Every line that appears in the listing is to be set down verbatim.

****************************************

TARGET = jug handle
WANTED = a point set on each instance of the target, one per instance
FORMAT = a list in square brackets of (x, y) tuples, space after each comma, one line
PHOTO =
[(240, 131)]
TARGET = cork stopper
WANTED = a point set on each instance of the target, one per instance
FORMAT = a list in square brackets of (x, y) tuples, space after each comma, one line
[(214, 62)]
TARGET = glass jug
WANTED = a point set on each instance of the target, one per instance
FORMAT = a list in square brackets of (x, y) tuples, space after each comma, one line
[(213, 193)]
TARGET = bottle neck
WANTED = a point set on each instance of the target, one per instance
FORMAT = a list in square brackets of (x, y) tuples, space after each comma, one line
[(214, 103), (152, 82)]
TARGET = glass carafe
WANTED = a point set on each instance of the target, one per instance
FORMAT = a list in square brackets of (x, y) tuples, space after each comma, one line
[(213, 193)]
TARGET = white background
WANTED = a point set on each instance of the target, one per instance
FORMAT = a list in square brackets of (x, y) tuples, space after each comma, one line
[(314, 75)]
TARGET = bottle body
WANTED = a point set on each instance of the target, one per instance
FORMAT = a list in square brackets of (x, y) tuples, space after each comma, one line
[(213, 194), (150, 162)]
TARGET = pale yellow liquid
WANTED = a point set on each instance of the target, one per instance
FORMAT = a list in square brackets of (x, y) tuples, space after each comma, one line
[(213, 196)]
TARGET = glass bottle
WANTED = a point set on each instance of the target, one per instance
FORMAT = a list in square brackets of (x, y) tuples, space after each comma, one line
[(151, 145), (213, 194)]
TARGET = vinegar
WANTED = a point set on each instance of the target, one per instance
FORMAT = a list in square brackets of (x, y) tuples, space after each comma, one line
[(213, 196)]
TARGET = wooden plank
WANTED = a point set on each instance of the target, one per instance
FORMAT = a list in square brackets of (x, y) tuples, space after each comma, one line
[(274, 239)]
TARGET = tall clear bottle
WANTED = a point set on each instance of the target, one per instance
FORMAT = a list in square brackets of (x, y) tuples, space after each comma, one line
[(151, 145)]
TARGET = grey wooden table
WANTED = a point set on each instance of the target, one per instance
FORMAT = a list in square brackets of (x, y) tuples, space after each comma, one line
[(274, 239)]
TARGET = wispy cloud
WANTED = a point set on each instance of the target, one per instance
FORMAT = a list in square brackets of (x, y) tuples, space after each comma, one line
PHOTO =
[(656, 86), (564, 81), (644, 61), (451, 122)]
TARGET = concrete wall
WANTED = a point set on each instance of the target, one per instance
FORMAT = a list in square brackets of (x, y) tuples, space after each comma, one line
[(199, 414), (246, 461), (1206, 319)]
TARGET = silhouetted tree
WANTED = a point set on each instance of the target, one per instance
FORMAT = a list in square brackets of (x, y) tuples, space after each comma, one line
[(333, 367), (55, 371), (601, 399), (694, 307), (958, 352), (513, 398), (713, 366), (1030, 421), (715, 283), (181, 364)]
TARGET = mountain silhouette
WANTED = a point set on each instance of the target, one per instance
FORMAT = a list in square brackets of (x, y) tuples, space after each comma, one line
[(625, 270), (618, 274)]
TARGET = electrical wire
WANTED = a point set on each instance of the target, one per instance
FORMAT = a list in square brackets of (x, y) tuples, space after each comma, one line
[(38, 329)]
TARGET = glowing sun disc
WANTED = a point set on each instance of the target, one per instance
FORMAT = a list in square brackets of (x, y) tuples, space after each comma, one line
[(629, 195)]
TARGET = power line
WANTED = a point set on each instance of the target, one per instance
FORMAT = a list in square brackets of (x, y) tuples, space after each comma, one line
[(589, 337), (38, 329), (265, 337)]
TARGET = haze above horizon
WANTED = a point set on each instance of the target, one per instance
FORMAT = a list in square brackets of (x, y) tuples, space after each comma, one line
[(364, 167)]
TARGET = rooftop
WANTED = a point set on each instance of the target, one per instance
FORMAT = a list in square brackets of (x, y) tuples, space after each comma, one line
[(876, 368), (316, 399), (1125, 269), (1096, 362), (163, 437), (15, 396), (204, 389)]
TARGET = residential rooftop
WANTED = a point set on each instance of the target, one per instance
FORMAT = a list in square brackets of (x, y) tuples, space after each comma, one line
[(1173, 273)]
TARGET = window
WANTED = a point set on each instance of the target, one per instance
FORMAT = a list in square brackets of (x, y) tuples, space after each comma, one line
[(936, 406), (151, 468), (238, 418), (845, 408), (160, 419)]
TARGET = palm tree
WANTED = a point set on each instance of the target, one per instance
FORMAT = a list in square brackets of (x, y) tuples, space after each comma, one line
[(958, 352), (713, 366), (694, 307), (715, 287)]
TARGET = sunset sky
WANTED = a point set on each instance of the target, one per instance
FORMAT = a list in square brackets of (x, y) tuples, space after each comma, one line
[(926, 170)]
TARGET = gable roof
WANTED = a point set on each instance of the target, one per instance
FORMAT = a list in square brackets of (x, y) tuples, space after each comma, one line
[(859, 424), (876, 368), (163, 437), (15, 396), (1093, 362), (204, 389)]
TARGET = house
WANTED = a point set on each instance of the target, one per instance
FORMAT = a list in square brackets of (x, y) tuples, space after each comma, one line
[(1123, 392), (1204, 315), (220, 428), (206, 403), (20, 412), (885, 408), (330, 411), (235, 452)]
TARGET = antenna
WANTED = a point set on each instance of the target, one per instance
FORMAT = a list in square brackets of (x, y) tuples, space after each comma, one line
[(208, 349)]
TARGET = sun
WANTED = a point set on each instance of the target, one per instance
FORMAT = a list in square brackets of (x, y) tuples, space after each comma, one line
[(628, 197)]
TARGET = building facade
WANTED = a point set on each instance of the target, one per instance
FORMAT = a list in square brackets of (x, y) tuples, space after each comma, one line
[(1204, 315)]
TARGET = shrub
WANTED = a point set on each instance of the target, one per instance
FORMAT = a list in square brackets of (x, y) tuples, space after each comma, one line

****************************************

■ Answer to the problem
TARGET = jug handle
WANTED = a point set on each instance of the target, one per instance
FORMAT = a list in square brackets of (x, y) tuples, space after each comma, one line
PHOTO =
[(240, 131)]
TARGET = cork stopper
WANTED = a point set on each instance of the target, one per instance
FORMAT = a list in square brackets of (x, y) tuples, space after each comma, one line
[(214, 62)]
TARGET = glass jug
WANTED = a point set on each instance of the target, one per instance
FORMAT = a list in square brackets of (x, y) tuples, space after each comma, one line
[(213, 193)]
TARGET = bottle neck
WANTED = a point set on each instance of the target, one per instance
FORMAT = a list in square brackets of (x, y) tuples, space after each comma, one line
[(214, 103), (152, 82)]
TARGET = glass carafe
WANTED = a point set on each instance of the target, one per instance
FORMAT = a list in square brackets of (x, y) tuples, space after each comma, one line
[(213, 193)]
TARGET = white background
WANTED = a point set on each instance of the target, one per instance
FORMAT = a list in square brackets of (x, y) tuples, space after each comma, one line
[(314, 75)]
TARGET = bottle body
WANTED = a point set on each instance of the target, one per instance
FORMAT = a list in square brackets of (x, y) tuples, space after each comma, one line
[(213, 194), (150, 162)]
TARGET = pale yellow liquid
WANTED = a point set on each instance of the target, one per instance
FORMAT = a list in square brackets of (x, y) tuples, space after each comma, one line
[(213, 196)]
TARGET = glass bottle
WANTED = a point set on each instance of the target, one per instance
FORMAT = a list in square brackets of (x, y) tuples, space after each comma, one line
[(151, 145), (213, 194)]
TARGET = vinegar
WANTED = a point set on each instance of the target, one per instance
FORMAT = a list in square brackets of (x, y) tuples, space after each comma, one line
[(213, 196)]
TARGET = wooden plank
WANTED = a point set on each instance of the target, one per instance
FORMAT = a list in square brackets of (x, y) tuples, space after each comma, one line
[(274, 239)]
TARGET = tall clear bottle
WANTED = a point set on each instance of the target, one per instance
FORMAT = a list in square brackets of (x, y) tuples, space after each comma, one line
[(151, 145)]
TARGET = grey wooden table
WANTED = a point set on each instance of the target, one per instance
FORMAT = a list in square brackets of (x, y) tuples, space after each comma, one line
[(274, 239)]
TARGET = wispy cloud
WANTED = a point set on each instance of the target, one per instance
FORMAT = a list in square brackets of (x, y) tuples, space after each comma, one line
PHOTO =
[(656, 86), (564, 81), (644, 61), (451, 122)]
TARGET = concrete wall
WANTED = a point set on each instance of the target, one per instance
FORMAT = a list in square brackets of (x, y) tuples, space after each comma, one line
[(199, 414), (246, 461), (1206, 319)]
TARGET = silhouetted tree
WANTED = a point set on each instance of the target, one per instance
FORMAT = a list in square brackets of (x, y) tuples, space after each comma, one line
[(333, 367), (55, 371), (601, 399), (694, 307), (958, 352), (513, 398), (713, 366), (1030, 421), (715, 283), (181, 364)]
TARGET = mountain silhouette
WANTED = a point set on each instance of the target, one per instance
FORMAT = a list in square brackets of (x, y) tuples, space after each comma, one line
[(625, 270), (618, 274)]
TARGET = electrical wire
WANTED = a point set on each instance of the target, one per instance
FORMAT = a list in square brackets of (x, y) tuples, space after each comma, one line
[(38, 329)]
TARGET = glowing sun disc
WANTED = a point set on each instance of the target, one per instance
FORMAT = a list in square brackets of (x, y) tuples, space after each comma, one line
[(629, 195)]
TARGET = power line
WANTED = a point set on each instance of the target, one per instance
FORMAT = a list in square brackets of (x, y) tuples, space after each comma, one line
[(589, 337), (38, 329), (265, 337)]
TARGET = haze above horizon
WANTED = a point set on each instance of the target, one per instance
FORMAT = a list in square brackets of (x, y) tuples, space after each comma, one line
[(364, 167)]
TARGET = rooftop
WANTED = a point set on each instance of the target, one per instance
FORMAT = a list in square brackets of (x, y) tuples, space after each comma, one line
[(876, 368), (316, 399), (1125, 269), (1096, 362), (163, 437), (15, 396), (204, 389)]
TARGET = residential rooftop
WANTED = a point set on each instance of the target, one per instance
FORMAT = a list in square brackets of (x, y) tuples, space after each comma, one line
[(1173, 273)]
TARGET = window
WANTED = a point set on each instance of the target, one per instance
FORMAT = a list in square brackets of (x, y) tuples, space after each comma, one line
[(936, 406), (151, 468), (238, 418), (845, 408), (160, 419)]
TARGET = palm tree
WANTED = a point set on each instance of the target, one per instance
FORMAT = a list in square brackets of (x, y) tuples, space after each comma, one line
[(958, 352), (713, 366), (694, 307), (715, 287)]
TARGET = sunset sky
WANTED = a point set on each instance of the target, one per instance
FORMAT = a list in square brackets of (x, y) tuples, space after each comma, one line
[(926, 170)]
TARGET = gable roof
WANTED = a point set on each instance of the target, one per instance
FORMAT = a list in square brackets of (x, y) tuples, space after each comma, one line
[(859, 424), (876, 368), (163, 437), (15, 396), (1093, 362), (204, 389)]
TARGET = house
WANTED = a point set on each instance of the target, one per instance
FORMAT = a list in square brackets of (x, y) tuples, space after each comma, one line
[(1123, 392), (1204, 315), (220, 428), (206, 403), (20, 412), (885, 408), (330, 411), (235, 452)]
TARGET = antenna
WANTED = a point set on each instance of the target, one per instance
FORMAT = a list in square brackets of (x, y) tuples, space after each comma, one line
[(208, 349)]
TARGET = sun
WANTED = a point set on each instance of the target, one per instance
FORMAT = a list in square brackets of (x, y) tuples, space after each comma, one line
[(628, 197)]
TARGET = building facade
WANTED = a point set on each instance of the target, one per instance
FORMAT = a list in square brackets of (x, y) tuples, space after each comma, one line
[(1204, 315)]
TARGET = shrub
WANTED = a point set on each instance of the target, one per instance
FORMAT = a list in square brackets of (x, y) tuples, space after each comma, one line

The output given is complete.